I am new to Trax and am trying to code a transformer using it. When I try to run the training loop, it shows the error:
---------------------------------------------------------------------------
AttributeError Traceback (most recent call last)
<ipython-input-153-0ebdab0be47f> in <cell line: 1>()
----> 1 loop = training_loop(transformer, training_pipeline, val_pipeline)
2 loop.new_rng()
3 loop.run(max_iterations)
1 frames
<ipython-input-83-f9f54473fec0> in training_loop(transformer, train_data_stream, val_data_stream)
16 )
17
---> 18 loop = training.Loop (
19 transformer(vocab_size, embedding_len, context_length, num_heads, num_decoder_blocks, fnn_factor, dropout_prob, mode='train'),
20 train,
/usr/local/lib/python3.10/dist-packages/trax/supervised/training.py in __init__(self, model, tasks, eval_model, eval_tasks, output_dir, checkpoint_at, checkpoint_low_metric, checkpoint_high_metric, permanent_checkpoint_at, eval_at, which_task, n_devices, random_seed, loss_chunk_size, use_memory_efficient_trainer, adasum, callbacks)

▶ _Stored data_:
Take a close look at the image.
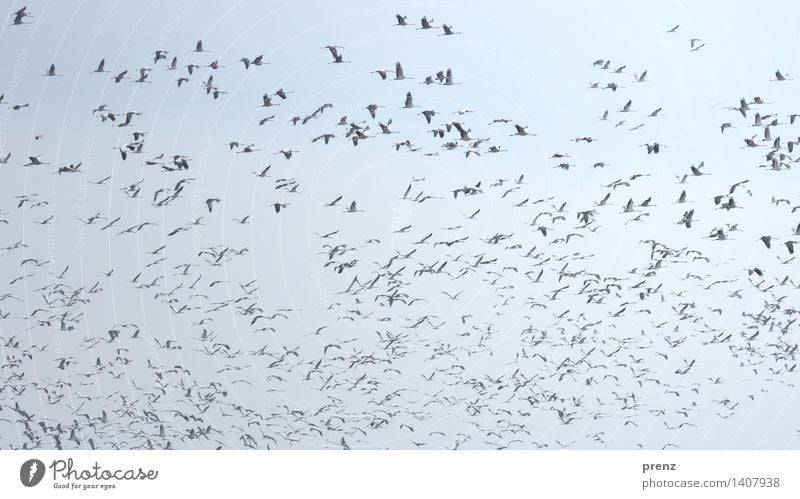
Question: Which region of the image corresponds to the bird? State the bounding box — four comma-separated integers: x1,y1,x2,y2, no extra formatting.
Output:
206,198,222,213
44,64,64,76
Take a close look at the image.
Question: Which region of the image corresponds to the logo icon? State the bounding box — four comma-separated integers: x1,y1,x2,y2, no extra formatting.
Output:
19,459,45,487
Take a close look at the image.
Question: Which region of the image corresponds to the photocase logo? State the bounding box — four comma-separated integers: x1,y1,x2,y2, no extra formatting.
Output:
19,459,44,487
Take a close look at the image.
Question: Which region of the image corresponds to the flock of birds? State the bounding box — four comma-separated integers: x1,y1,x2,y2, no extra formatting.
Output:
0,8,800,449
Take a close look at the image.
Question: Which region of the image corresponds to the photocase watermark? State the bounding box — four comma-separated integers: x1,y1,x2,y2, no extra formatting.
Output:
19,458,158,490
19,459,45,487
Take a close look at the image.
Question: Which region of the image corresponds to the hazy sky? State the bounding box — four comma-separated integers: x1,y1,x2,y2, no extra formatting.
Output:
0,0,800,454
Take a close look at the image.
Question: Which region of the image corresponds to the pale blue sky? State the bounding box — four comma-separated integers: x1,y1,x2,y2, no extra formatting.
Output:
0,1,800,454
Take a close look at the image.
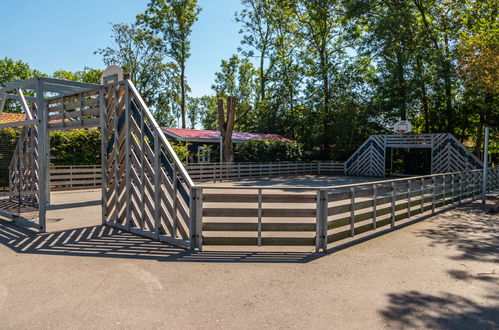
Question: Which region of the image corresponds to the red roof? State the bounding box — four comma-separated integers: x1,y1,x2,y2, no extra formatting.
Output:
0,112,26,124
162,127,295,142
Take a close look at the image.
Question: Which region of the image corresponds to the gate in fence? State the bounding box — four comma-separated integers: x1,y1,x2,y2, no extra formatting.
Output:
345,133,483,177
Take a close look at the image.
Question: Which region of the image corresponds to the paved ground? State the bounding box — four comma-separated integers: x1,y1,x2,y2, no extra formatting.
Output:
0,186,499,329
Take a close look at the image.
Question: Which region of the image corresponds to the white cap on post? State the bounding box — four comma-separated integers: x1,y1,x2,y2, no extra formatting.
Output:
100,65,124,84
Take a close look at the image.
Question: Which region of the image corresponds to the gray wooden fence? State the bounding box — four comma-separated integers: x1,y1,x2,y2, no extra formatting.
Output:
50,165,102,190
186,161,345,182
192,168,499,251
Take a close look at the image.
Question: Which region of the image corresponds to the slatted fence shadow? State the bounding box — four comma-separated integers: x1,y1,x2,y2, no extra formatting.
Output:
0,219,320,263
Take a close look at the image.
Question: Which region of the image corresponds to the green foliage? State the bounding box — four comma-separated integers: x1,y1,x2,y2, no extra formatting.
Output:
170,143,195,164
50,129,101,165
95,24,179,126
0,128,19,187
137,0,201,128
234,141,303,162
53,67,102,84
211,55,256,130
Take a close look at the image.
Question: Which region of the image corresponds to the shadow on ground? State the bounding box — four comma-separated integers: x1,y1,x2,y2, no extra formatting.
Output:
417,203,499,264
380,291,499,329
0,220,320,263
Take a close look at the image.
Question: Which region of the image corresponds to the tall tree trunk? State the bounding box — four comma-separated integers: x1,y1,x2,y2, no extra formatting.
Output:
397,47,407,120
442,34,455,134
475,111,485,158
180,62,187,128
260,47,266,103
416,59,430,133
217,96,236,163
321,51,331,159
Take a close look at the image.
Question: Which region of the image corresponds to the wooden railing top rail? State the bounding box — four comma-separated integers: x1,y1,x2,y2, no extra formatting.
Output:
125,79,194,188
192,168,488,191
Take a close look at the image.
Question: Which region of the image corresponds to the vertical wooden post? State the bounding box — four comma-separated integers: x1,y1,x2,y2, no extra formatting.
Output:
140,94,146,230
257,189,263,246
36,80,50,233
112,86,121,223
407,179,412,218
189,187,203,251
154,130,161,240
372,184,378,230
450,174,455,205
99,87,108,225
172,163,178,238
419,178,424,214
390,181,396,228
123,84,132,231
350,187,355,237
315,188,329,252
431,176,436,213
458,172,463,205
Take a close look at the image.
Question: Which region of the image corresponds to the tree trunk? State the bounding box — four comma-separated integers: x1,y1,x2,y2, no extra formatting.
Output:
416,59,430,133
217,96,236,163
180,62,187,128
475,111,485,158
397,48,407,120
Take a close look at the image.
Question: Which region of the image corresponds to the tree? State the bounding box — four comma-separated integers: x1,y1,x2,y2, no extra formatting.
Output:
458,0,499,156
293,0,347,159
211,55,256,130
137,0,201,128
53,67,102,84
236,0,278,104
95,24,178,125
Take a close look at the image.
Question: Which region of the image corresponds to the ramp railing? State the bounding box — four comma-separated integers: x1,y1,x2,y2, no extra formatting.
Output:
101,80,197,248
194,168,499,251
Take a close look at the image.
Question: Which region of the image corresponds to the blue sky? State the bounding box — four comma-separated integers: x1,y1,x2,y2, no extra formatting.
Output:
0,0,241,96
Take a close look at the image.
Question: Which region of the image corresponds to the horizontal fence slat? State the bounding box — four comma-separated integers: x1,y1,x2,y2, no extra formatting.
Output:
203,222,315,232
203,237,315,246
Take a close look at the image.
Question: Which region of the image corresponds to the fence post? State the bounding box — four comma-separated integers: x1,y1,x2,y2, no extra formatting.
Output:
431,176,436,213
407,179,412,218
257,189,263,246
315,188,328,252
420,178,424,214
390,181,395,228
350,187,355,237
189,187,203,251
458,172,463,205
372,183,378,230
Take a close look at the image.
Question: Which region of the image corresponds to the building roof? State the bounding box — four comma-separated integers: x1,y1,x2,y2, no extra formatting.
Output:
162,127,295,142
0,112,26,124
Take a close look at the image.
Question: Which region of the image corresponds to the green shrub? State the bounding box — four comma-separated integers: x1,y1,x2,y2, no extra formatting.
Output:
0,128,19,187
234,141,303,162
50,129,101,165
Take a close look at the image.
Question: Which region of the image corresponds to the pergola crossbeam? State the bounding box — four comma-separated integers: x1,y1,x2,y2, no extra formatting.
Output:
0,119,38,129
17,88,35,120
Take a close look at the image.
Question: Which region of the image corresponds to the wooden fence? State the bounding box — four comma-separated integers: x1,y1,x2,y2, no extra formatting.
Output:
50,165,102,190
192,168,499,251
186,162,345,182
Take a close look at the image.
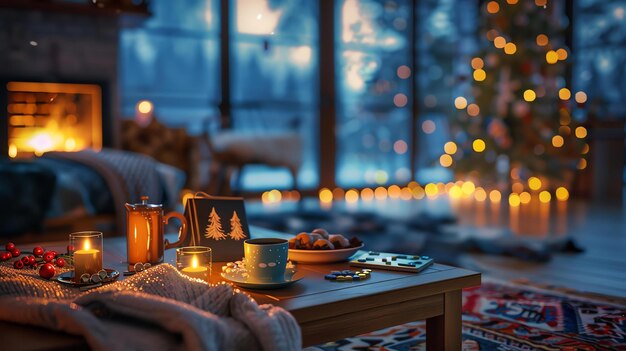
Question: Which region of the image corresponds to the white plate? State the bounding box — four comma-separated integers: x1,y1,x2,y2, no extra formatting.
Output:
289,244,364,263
...
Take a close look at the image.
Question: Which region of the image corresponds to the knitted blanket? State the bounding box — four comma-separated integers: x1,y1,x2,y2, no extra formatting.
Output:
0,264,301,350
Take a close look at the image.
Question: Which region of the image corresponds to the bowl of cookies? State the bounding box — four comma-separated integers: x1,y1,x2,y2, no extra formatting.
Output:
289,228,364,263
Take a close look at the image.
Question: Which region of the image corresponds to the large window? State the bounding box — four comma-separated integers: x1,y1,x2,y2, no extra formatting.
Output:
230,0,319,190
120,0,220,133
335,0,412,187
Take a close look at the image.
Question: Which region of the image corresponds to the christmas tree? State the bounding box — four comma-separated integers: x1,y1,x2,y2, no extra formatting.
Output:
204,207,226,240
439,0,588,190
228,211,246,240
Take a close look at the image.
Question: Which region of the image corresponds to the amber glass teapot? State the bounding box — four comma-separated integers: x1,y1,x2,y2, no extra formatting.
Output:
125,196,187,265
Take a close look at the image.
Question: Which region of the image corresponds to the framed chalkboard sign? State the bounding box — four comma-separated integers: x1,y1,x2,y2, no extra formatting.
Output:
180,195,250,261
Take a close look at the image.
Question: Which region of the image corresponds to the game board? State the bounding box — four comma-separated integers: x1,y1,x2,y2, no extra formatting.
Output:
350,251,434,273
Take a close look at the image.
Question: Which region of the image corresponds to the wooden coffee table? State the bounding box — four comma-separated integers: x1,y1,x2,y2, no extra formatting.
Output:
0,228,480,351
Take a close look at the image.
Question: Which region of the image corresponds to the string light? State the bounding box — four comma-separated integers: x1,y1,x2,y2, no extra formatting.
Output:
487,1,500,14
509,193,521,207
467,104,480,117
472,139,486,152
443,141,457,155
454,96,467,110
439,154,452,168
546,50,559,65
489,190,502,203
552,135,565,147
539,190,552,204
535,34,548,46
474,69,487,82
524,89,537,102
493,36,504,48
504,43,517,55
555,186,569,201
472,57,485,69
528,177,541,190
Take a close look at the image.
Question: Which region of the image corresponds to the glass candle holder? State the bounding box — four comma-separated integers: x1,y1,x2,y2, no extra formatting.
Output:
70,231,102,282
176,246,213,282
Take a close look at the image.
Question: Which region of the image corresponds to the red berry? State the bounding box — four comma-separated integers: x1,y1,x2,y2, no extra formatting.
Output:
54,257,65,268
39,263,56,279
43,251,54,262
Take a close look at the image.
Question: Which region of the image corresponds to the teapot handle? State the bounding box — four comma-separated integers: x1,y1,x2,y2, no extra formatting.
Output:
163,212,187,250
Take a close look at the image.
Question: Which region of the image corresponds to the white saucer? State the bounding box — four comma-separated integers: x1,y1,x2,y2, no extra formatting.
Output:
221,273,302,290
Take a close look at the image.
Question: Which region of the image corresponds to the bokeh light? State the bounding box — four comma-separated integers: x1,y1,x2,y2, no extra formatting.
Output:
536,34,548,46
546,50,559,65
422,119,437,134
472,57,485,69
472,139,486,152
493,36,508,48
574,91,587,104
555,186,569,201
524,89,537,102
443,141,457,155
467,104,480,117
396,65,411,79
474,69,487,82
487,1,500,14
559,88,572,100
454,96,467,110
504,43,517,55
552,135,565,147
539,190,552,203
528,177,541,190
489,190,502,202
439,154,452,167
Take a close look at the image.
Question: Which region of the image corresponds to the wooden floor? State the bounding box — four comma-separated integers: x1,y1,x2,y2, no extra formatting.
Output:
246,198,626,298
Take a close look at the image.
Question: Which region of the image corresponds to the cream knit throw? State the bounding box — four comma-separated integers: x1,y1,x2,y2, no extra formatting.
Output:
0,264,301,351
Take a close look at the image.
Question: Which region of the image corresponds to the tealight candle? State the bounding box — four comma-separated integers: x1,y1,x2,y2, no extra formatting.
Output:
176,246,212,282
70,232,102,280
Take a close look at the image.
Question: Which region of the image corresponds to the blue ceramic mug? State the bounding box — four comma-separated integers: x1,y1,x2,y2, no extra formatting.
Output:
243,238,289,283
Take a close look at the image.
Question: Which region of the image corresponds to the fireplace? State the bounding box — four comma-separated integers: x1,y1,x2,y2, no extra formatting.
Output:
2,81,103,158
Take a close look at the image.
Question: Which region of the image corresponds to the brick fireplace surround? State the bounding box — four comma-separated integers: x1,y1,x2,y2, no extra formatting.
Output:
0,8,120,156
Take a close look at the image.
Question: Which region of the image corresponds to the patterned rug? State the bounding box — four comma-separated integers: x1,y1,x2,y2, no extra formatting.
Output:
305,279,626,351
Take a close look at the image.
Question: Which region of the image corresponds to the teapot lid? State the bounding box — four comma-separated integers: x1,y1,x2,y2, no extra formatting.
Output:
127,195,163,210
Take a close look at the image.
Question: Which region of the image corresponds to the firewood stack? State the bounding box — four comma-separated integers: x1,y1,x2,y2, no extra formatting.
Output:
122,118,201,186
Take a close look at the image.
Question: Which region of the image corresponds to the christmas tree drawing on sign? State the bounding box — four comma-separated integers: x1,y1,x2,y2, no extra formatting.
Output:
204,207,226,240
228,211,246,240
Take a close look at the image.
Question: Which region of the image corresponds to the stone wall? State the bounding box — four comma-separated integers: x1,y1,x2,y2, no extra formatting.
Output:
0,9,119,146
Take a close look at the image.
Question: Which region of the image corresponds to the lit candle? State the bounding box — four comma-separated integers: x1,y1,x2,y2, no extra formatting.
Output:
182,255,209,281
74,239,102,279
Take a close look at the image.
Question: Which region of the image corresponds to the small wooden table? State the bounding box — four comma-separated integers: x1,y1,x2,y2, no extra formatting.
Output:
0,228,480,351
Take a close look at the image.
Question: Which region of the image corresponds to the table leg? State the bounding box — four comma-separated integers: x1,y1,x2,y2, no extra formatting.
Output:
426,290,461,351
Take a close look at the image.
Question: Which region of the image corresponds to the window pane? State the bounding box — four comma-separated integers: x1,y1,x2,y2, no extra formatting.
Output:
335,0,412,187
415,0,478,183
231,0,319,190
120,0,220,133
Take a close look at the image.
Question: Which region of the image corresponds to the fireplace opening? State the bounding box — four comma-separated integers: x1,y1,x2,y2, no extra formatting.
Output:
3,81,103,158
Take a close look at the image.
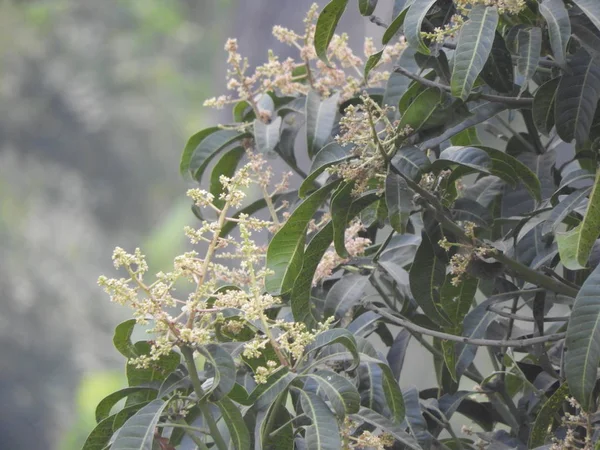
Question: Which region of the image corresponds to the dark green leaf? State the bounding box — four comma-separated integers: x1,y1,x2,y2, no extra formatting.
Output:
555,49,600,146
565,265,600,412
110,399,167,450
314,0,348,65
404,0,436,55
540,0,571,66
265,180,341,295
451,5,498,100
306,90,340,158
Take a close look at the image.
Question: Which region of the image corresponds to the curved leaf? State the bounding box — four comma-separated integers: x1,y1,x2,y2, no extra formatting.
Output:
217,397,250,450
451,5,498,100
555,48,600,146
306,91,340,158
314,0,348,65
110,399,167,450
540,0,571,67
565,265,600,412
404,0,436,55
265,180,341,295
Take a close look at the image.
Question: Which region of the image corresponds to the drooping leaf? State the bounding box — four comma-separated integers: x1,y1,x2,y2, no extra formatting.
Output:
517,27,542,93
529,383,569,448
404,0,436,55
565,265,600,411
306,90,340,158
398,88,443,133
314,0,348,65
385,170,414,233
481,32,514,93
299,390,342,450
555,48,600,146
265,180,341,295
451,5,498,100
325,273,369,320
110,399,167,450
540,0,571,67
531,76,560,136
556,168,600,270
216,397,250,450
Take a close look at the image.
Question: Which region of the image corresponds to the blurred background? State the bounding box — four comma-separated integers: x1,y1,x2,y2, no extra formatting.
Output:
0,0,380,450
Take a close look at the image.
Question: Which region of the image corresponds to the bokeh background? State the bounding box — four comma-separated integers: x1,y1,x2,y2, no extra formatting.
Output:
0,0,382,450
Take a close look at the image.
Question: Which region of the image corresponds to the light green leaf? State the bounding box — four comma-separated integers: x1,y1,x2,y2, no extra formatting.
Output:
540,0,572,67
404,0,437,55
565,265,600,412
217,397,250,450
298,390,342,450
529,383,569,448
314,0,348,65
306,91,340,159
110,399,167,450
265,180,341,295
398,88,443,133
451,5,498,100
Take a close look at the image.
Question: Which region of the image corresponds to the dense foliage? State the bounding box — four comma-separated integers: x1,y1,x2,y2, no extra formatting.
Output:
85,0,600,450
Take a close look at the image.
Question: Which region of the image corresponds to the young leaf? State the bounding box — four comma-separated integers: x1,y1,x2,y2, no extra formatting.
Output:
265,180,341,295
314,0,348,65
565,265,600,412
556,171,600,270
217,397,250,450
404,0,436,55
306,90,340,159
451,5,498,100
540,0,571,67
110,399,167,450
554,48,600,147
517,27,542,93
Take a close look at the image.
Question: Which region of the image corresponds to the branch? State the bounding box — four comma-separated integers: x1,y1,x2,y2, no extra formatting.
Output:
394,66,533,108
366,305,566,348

▶ _To do_:
(1) In the post about the Trax training loop, which kind of error appears when the loop is run?
(2) Pull out every line of the records that contains the string "roof", matching case exactly.

▶ _Full solutions_:
(1) An AttributeError.

(2)
Question: Which region of the image corresponds to the red roof? State the bounding box — four comma-separated integers: x1,y1,x2,y2, no extra formatting.
Question: Which region of the image corresponds to the building roof? State the bounding box — four comma-separated integers: x1,y1,x2,y2, no extra formatting.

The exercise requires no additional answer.